### [Exercise description]
Return each line of the records that contains the string "green".

# start of Listed records

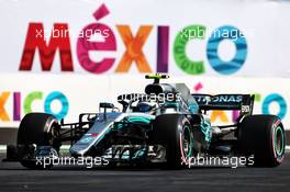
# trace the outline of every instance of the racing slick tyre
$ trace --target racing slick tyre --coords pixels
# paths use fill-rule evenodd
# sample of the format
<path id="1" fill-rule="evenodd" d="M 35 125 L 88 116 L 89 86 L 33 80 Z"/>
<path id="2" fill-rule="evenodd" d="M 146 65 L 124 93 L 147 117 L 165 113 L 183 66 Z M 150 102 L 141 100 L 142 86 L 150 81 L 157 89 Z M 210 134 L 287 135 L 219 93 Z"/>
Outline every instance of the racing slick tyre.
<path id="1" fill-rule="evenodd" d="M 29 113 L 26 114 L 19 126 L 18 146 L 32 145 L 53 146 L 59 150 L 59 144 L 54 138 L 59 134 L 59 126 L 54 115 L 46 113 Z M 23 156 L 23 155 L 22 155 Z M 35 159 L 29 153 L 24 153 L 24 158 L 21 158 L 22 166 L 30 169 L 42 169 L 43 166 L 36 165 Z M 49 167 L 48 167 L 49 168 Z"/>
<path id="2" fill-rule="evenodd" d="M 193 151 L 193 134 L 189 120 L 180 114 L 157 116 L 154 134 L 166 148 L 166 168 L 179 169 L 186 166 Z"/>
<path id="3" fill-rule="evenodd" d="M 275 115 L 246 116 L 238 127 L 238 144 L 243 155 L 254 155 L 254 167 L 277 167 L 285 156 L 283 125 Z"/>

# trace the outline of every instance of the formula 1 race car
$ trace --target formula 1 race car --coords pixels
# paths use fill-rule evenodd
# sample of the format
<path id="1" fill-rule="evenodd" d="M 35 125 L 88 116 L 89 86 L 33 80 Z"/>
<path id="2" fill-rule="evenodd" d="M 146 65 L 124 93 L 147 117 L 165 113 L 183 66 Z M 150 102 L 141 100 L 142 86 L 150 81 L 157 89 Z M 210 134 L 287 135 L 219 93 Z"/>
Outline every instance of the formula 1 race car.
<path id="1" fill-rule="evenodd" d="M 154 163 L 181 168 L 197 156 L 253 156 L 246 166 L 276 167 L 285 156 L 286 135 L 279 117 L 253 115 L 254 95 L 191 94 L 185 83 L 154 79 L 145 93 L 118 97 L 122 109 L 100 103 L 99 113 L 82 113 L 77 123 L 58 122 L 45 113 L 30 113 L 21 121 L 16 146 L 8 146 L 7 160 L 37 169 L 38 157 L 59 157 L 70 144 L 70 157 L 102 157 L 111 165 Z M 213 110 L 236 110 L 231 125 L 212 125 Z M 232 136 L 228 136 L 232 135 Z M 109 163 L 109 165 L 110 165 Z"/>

# end of Listed records
# start of Listed records

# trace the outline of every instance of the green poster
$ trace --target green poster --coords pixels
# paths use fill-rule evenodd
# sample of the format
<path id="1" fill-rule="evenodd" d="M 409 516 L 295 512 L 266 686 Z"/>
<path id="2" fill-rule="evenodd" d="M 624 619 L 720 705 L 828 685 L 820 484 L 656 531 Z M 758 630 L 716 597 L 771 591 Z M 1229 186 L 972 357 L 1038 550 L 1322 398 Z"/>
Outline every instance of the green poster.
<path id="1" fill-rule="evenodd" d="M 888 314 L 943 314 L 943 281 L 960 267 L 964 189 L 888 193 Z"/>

# end of Listed records

### [Exercise output]
# trace the outline of every instance of the green poster
$ trace --target green poster --coords pixels
Outline every instance of the green poster.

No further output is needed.